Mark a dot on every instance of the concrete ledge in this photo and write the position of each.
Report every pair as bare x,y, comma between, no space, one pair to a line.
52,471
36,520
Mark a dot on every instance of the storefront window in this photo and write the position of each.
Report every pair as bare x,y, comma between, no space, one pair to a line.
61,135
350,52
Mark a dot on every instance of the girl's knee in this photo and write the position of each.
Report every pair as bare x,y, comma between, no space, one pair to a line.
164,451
• • •
§ Task
Reproduce every one of the records above verbatim, line by line, with no alterations.

§ Exercise output
Mark a dot on every instance of the concrete ledge in this photo and write the position of each.
Report every pair as bare x,y, comma between, no space, one pair to a line.
52,471
36,520
Mark a dot on every instance of the storefront window in this photo and write the position of each.
Report every pair as bare x,y, comma between, no space, one pair to a line.
61,135
350,52
Mark a dot on every instance of the girl's knee in this photo and write the position of each.
Report every pair as bare x,y, comma between, no space, one pair to a line.
164,451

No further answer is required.